STATED TASK -> Please pull out every line of the entries below that contains the word "street", and copy each one.

------ EXTRACTED MATERIAL ------

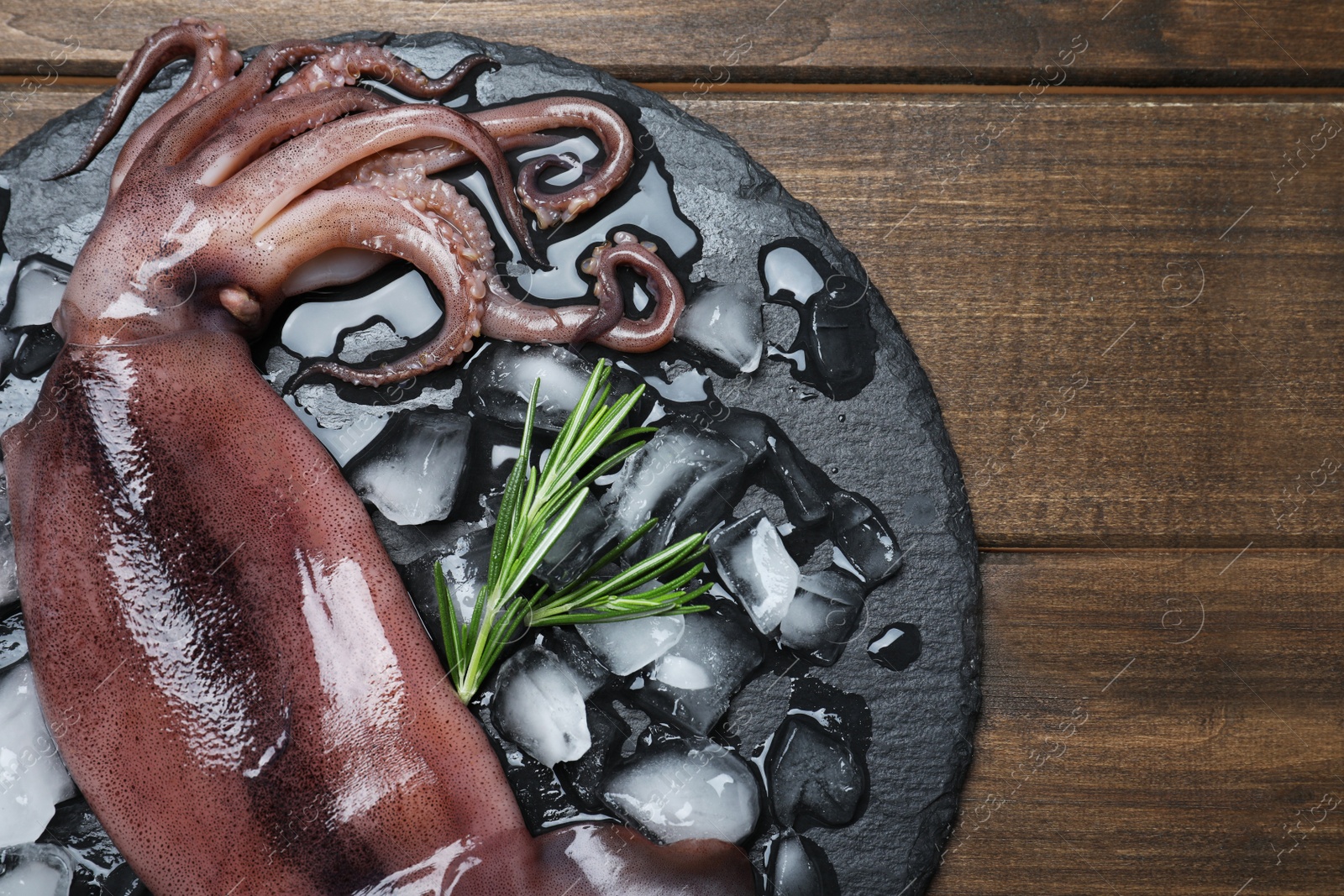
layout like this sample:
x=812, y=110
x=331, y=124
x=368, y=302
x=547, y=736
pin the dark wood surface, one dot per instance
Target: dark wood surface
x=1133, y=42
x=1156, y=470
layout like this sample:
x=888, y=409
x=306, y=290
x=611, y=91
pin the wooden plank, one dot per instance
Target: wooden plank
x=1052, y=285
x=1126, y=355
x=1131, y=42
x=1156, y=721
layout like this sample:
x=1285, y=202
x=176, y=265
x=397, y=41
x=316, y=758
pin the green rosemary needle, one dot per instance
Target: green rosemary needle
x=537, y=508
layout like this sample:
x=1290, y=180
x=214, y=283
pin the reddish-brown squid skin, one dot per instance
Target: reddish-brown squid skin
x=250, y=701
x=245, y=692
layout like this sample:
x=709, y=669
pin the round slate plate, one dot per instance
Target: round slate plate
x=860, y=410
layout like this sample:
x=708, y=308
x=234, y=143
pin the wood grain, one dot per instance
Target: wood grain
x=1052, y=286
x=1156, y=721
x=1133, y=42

------
------ EXTRACTED MATERIAL ------

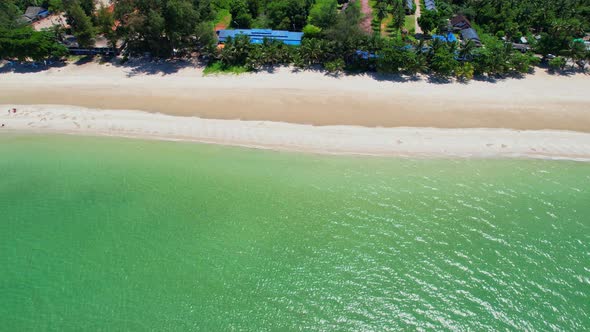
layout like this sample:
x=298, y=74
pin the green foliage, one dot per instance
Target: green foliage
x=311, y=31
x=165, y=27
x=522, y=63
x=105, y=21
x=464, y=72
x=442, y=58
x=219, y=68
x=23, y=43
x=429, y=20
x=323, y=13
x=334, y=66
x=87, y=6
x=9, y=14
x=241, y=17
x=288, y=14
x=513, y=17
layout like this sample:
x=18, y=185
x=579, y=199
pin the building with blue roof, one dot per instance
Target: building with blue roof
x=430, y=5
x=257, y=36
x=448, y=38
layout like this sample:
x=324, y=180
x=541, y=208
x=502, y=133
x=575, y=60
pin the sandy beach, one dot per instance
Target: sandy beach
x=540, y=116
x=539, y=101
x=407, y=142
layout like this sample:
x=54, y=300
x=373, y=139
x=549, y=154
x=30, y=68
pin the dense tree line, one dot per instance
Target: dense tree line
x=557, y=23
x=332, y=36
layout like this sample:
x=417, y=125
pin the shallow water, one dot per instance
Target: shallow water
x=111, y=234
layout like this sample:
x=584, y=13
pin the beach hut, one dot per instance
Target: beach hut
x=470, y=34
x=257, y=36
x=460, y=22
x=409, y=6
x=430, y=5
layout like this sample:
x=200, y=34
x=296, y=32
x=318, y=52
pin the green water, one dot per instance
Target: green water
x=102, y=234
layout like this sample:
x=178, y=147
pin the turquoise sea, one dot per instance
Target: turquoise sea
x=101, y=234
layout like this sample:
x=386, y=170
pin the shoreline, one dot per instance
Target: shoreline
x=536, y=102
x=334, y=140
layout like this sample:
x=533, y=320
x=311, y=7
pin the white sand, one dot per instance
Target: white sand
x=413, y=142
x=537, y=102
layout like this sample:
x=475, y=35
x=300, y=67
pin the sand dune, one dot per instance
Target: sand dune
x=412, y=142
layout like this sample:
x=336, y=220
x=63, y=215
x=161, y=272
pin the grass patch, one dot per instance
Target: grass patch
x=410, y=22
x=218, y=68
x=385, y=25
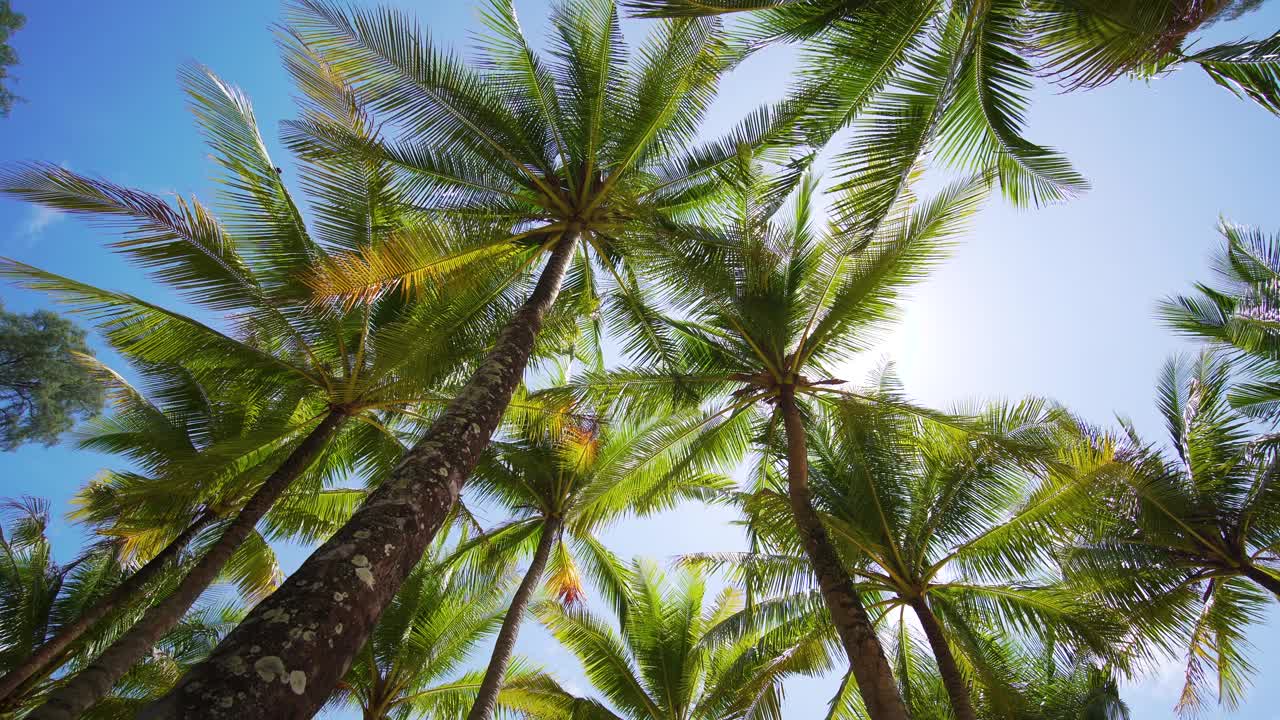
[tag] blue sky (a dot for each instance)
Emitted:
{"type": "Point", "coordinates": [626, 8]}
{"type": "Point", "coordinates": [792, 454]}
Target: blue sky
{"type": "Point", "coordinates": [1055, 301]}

------
------ EXTRACTED MATERIAL ------

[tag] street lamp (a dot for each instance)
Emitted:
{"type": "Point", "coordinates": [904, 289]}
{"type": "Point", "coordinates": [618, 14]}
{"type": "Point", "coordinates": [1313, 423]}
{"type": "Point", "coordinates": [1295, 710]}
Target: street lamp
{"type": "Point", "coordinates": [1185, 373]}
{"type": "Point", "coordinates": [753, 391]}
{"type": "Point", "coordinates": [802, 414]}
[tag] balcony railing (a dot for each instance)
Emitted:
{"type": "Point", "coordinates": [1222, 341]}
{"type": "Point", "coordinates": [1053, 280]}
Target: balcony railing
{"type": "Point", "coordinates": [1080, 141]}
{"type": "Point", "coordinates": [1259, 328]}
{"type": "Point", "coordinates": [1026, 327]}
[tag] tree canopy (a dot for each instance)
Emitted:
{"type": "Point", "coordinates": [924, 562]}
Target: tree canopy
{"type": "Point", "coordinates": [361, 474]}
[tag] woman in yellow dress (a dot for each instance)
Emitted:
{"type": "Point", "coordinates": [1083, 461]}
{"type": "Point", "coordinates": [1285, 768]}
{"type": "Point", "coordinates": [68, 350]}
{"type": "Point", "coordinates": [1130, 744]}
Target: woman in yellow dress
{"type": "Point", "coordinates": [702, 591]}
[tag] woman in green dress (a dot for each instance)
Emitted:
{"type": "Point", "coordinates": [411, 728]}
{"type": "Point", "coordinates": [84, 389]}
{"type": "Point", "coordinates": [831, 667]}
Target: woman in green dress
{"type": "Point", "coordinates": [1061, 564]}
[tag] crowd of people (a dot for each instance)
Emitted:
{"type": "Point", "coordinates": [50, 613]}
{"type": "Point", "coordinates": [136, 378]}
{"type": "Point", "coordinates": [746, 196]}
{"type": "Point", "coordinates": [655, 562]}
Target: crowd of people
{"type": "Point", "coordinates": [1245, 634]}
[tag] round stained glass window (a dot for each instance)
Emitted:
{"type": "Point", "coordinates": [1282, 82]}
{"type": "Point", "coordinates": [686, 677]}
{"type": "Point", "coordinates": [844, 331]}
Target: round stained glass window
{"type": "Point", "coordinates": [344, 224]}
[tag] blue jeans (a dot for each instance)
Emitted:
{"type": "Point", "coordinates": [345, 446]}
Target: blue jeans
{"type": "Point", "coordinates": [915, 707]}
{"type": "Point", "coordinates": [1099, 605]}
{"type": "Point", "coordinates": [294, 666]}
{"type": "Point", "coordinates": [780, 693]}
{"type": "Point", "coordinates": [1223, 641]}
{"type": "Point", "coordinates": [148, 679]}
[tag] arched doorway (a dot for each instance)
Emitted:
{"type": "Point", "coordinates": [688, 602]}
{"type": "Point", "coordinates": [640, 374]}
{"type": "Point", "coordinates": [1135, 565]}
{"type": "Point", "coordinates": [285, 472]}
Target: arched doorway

------

TASK SOLUTION ->
[tag] street lamp (a dot for each instance)
Target: street lamp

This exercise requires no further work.